## HOW TO COMPLETE THIS TASK:
Work out how many lines in the records include the word "below", then answer with nothing but that number.

◆ ◆ ◆

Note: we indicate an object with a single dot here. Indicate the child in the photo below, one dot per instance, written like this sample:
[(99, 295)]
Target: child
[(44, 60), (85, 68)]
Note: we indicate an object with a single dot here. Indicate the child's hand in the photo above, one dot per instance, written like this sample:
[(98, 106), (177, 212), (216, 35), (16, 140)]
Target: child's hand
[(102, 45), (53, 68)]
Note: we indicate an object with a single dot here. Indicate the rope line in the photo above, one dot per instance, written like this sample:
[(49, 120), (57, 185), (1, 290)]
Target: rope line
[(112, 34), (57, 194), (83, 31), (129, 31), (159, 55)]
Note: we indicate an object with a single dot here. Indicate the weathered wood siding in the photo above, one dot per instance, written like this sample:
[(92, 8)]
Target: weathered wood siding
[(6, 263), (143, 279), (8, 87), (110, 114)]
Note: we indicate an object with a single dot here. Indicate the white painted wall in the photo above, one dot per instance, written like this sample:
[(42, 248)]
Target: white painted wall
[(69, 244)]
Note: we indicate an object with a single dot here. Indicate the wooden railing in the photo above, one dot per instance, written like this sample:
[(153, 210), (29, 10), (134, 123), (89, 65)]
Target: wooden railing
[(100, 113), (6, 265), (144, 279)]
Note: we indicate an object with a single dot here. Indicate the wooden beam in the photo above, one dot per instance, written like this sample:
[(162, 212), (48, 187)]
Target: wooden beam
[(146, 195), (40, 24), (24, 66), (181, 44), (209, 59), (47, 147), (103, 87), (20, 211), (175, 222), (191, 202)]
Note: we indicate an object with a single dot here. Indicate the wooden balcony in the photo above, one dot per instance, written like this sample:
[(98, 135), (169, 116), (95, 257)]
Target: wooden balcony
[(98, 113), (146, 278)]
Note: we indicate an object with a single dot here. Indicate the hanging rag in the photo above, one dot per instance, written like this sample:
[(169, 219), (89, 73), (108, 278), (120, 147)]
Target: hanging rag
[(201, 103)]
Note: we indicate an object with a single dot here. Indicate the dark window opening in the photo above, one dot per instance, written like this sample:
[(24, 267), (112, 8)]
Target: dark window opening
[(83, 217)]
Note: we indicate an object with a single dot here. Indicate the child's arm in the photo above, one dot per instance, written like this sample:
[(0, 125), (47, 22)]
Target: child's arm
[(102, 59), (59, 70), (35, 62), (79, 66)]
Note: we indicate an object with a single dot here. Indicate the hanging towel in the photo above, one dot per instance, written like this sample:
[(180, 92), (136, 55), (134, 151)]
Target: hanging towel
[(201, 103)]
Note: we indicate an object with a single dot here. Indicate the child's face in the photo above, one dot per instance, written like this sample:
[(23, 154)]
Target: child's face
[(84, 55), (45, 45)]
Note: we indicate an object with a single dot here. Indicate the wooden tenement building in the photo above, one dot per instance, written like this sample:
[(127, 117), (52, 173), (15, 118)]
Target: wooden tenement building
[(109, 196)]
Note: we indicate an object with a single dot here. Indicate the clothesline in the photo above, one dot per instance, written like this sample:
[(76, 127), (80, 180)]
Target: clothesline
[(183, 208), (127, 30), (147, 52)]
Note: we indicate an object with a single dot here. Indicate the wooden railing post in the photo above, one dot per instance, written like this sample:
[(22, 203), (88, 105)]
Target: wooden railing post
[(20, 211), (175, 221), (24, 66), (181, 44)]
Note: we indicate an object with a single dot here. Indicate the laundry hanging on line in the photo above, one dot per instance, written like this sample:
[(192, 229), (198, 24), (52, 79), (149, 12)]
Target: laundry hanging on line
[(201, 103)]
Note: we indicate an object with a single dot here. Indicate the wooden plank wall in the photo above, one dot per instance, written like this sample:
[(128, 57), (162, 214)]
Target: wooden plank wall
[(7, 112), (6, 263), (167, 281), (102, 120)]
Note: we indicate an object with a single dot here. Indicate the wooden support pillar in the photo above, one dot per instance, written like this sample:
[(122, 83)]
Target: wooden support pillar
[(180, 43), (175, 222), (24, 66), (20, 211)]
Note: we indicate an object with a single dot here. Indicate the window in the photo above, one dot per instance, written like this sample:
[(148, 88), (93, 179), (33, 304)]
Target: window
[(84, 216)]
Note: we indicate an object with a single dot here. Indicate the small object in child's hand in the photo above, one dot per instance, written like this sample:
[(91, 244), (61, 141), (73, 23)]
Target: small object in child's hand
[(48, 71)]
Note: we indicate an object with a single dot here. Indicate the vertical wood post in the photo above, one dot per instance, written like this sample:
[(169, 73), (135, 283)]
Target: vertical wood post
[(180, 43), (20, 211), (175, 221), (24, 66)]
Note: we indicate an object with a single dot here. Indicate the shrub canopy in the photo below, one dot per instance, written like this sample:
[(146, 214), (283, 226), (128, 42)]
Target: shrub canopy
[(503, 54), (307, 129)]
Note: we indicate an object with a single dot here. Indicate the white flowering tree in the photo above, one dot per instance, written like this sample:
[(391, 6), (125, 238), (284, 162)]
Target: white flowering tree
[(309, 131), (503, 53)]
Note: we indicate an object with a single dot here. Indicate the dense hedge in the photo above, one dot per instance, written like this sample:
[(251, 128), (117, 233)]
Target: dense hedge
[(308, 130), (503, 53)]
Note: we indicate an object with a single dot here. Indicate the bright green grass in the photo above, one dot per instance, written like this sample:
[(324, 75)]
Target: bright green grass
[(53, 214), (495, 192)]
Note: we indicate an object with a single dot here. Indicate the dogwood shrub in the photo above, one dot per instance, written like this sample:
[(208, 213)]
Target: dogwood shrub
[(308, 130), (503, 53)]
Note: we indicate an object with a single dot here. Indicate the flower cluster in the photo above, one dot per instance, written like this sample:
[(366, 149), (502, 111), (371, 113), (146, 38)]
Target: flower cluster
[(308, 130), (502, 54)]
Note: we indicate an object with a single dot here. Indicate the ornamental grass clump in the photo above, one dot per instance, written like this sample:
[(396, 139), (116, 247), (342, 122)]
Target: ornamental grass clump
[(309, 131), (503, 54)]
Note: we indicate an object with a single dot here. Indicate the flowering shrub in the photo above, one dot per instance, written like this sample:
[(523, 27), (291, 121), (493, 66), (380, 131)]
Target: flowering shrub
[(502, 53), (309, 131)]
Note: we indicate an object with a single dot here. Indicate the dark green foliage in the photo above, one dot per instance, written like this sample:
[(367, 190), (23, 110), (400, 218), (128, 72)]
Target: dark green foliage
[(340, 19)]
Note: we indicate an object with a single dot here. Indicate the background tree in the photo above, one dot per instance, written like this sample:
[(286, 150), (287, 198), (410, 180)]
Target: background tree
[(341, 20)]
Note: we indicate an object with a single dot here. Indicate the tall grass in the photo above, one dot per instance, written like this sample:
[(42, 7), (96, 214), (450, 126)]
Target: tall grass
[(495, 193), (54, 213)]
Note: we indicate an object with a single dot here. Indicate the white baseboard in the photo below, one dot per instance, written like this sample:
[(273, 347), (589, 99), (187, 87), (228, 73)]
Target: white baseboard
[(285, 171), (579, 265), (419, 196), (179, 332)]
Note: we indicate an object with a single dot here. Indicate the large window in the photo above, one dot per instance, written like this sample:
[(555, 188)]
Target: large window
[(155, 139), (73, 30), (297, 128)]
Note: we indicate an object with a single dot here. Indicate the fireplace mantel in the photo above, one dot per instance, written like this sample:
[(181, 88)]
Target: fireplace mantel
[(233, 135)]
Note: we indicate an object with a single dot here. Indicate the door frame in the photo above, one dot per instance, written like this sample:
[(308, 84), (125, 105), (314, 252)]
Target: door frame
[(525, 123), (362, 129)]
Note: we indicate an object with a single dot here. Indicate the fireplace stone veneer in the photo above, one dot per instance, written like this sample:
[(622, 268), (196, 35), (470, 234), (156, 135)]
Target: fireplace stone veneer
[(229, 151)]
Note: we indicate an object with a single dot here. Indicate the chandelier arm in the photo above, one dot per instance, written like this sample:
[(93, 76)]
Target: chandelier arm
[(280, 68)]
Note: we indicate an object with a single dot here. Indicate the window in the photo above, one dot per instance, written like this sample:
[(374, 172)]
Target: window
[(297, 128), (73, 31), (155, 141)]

◆ ◆ ◆

## RESULT FOR THIS EXERCISE:
3